Exercise requirements —
Each of the lines below must be restated exactly.

● ● ● ●

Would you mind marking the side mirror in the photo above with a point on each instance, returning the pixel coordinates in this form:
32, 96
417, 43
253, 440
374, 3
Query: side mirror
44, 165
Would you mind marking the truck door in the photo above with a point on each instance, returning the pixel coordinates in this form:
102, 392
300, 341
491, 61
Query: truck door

● ● ● ●

Task response —
Would you mind marking the side mirror in the photo above with a point on each instance, returning the pixel coordinates in this form:
32, 96
417, 43
253, 440
374, 3
Query: side mirror
44, 165
Would you mind marking the truck door in the photo above with a point on each instance, returning the pixel coordinates in this form:
102, 392
300, 341
491, 61
Query: truck door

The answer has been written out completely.